Short exercise: Set down the entries below unchanged, starting at the line that contains "task: segment the white and red train" and continuing through the end of the entries, with both of those ends included.

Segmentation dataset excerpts
···
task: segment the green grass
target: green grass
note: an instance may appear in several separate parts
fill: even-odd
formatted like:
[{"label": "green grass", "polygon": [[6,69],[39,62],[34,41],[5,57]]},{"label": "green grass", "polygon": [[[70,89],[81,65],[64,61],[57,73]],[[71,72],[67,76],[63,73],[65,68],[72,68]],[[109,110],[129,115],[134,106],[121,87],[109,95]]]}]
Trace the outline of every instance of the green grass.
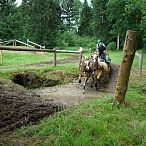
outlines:
[{"label": "green grass", "polygon": [[125,105],[113,104],[112,96],[86,100],[79,106],[46,117],[37,125],[16,130],[11,145],[41,146],[129,146],[146,145],[146,103],[144,78],[131,76]]}]

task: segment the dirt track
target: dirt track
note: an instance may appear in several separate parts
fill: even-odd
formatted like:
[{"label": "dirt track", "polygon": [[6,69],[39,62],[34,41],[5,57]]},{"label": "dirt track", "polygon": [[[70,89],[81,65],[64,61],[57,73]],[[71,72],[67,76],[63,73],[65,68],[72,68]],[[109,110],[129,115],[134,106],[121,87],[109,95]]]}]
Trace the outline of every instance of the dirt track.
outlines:
[{"label": "dirt track", "polygon": [[61,110],[64,105],[77,104],[87,98],[113,94],[118,68],[117,65],[113,65],[113,74],[109,84],[98,91],[87,87],[83,92],[82,86],[77,86],[75,79],[67,85],[35,89],[33,91],[37,93],[36,95],[13,83],[0,81],[0,133],[37,122]]},{"label": "dirt track", "polygon": [[90,83],[87,84],[86,90],[84,91],[83,86],[78,85],[77,79],[66,85],[45,87],[32,91],[40,95],[43,99],[53,98],[53,100],[62,102],[65,106],[78,104],[85,99],[97,99],[107,94],[113,95],[118,76],[118,69],[118,65],[113,65],[113,73],[109,83],[101,86],[97,91],[93,87],[90,87]]}]

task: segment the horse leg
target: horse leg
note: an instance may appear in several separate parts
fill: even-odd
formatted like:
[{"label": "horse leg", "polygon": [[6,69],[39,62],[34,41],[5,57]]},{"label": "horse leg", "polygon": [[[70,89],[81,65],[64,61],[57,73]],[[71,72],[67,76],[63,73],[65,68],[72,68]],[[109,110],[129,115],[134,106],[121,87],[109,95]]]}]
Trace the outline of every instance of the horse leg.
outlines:
[{"label": "horse leg", "polygon": [[89,75],[86,75],[86,77],[85,77],[85,82],[84,82],[84,84],[83,84],[83,89],[84,89],[84,90],[85,90],[85,87],[86,87],[86,84],[87,84],[88,79],[89,79]]},{"label": "horse leg", "polygon": [[79,74],[79,81],[78,83],[81,84],[82,74]]}]

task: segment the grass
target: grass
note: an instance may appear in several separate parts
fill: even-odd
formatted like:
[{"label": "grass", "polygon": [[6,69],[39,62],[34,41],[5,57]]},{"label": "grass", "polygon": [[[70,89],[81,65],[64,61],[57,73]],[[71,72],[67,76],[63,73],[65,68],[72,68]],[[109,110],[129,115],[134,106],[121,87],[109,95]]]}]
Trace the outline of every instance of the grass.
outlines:
[{"label": "grass", "polygon": [[113,104],[112,96],[86,100],[79,106],[46,117],[37,125],[16,130],[11,145],[41,146],[129,146],[146,145],[146,102],[144,78],[131,76],[126,104]]}]

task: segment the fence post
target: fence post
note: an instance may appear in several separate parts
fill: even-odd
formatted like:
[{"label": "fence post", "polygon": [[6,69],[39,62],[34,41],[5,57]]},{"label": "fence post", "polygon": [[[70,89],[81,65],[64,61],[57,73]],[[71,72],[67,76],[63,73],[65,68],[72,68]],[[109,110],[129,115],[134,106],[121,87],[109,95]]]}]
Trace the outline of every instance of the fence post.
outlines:
[{"label": "fence post", "polygon": [[2,52],[2,50],[0,50],[0,63],[1,64],[3,63],[3,52]]},{"label": "fence post", "polygon": [[80,56],[79,56],[79,69],[80,69],[80,66],[81,66],[81,63],[82,63],[82,57],[83,57],[83,48],[80,47],[79,51],[80,51]]},{"label": "fence post", "polygon": [[124,49],[123,49],[123,57],[120,65],[120,70],[118,74],[117,86],[115,98],[122,104],[125,99],[130,70],[133,63],[133,59],[135,56],[135,51],[137,48],[137,36],[135,31],[128,30],[126,33]]},{"label": "fence post", "polygon": [[56,66],[56,48],[53,49],[54,50],[54,60],[53,60],[53,64],[54,66]]}]

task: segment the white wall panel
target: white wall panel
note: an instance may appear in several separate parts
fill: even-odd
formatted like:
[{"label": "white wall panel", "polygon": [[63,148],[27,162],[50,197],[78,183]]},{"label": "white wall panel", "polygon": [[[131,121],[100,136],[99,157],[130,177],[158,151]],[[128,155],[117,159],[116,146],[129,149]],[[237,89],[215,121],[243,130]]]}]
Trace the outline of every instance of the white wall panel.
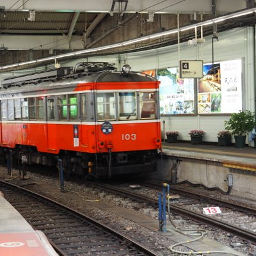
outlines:
[{"label": "white wall panel", "polygon": [[[220,33],[218,35],[218,40],[214,39],[214,62],[242,60],[243,106],[244,109],[252,111],[255,111],[253,35],[253,28],[241,28]],[[211,63],[212,36],[206,36],[205,39],[205,44],[197,46],[188,45],[187,43],[180,44],[179,53],[176,45],[159,49],[157,51],[151,50],[140,52],[140,54],[129,54],[126,58],[130,65],[141,70],[177,67],[179,56],[180,60],[202,60],[204,63]],[[165,132],[178,131],[180,132],[179,140],[189,140],[189,131],[200,129],[206,132],[204,141],[217,141],[217,133],[224,130],[224,121],[229,117],[228,115],[172,116],[162,117],[161,121],[165,121]],[[163,133],[163,122],[161,125]],[[250,141],[248,142],[250,143]]]}]

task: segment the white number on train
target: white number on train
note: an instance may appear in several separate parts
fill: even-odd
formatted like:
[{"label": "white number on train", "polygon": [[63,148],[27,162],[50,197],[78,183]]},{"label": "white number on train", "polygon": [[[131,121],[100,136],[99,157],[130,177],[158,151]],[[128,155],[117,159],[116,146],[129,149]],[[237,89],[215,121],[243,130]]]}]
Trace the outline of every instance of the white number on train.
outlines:
[{"label": "white number on train", "polygon": [[136,140],[136,134],[135,133],[132,133],[131,134],[129,134],[129,133],[127,133],[126,134],[122,134],[122,140]]}]

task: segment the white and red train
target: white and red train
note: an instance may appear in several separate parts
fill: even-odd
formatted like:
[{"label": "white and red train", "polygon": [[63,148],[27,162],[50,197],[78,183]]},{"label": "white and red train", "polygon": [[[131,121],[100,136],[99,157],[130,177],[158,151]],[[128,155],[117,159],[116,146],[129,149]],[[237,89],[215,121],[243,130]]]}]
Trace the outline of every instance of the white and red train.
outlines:
[{"label": "white and red train", "polygon": [[[106,63],[1,81],[0,147],[28,164],[95,177],[152,172],[161,150],[159,84]],[[21,154],[22,153],[22,154]],[[13,160],[12,159],[12,161]]]}]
···
Final result:
task: segment the white and red train
target: white and red train
note: an instance may appear in several separate parts
fill: even-odd
formatted like:
[{"label": "white and red train", "polygon": [[63,148],[27,162],[50,197],[78,183]]},{"label": "white and red train", "polygon": [[[131,121],[100,136],[99,157],[130,177],[158,151]],[[128,155],[117,159],[116,146],[129,149]],[[237,89],[215,121],[243,130]]]}]
Trace the outline of every instance of the white and red train.
outlines:
[{"label": "white and red train", "polygon": [[[106,63],[1,81],[0,147],[28,164],[95,177],[152,172],[161,150],[159,84]],[[21,154],[22,153],[22,154]],[[13,160],[12,159],[12,161]]]}]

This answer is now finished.